Can the current prohibition really be blamed on one guy? First he tells Congress that "marijuana is the most violence-causing drug in the history of mankind" and then World War 2 comes and farmers are encouraged to grow it. After the War, he turns around and tells Congress that it could be used by the Russians to make our men lazy and pacifistic. If he had kept his original argument, our men would be insane killers against the Russian army. What would the country be like if there never was a HARRY J. ANSLINGER ?
Drug War Roundup IV. An athlete who refused a drug test was stripped of her awards. She plays bridge. American Indians who honed their skills tracking drug smugglers recently trained Baltic border guards in the hopes of preventing nuclear weapon proliferation. Another chapter was written in the ongoing "is ecstasy all that dangerous?" debate. Salvatore Gravano is on his way back to prison for running an ecstasy ring. Nevada is edging closer to legalizing up to three ounces of marijuana, to the disdain of Bush's Drug Policy director and Nevada's biggest police group. A Canadian right wing party and cops came out against their government's recent pro-legalization report. I see a pattern, but maybe it's just the pudding.
The War on Drug Wars. "Ashkan Sahihi is a photographer who is infuriated by the hypocrisy of the war on drugs. It is this hypocrisy that inspired Sahihi to take eleven people out of their daily environments, get them high, and photograph them." Does this project warrant attention as a political statement, as an art project, as all of the above, or as none of the above? Please explain your answer. Partial credit will be given.

◆ Work to be completed ◆
Answer from the drug-war excerpt:
(a) What game does the athlete who was stripped of her awards play?
(b) How much marijuana is Nevada edging closer to legalizing?
(c) How many people did Ashkan Sahihi take out of their daily environments?

◆ Supplied information ◆
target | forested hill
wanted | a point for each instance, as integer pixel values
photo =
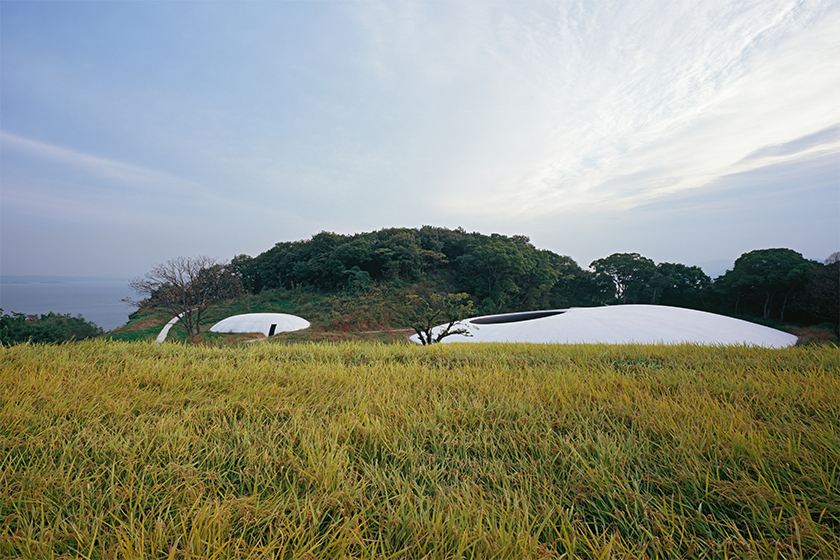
(500, 273)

◆ Response below ◆
(a) Bridge.
(b) Up to three ounces.
(c) Eleven.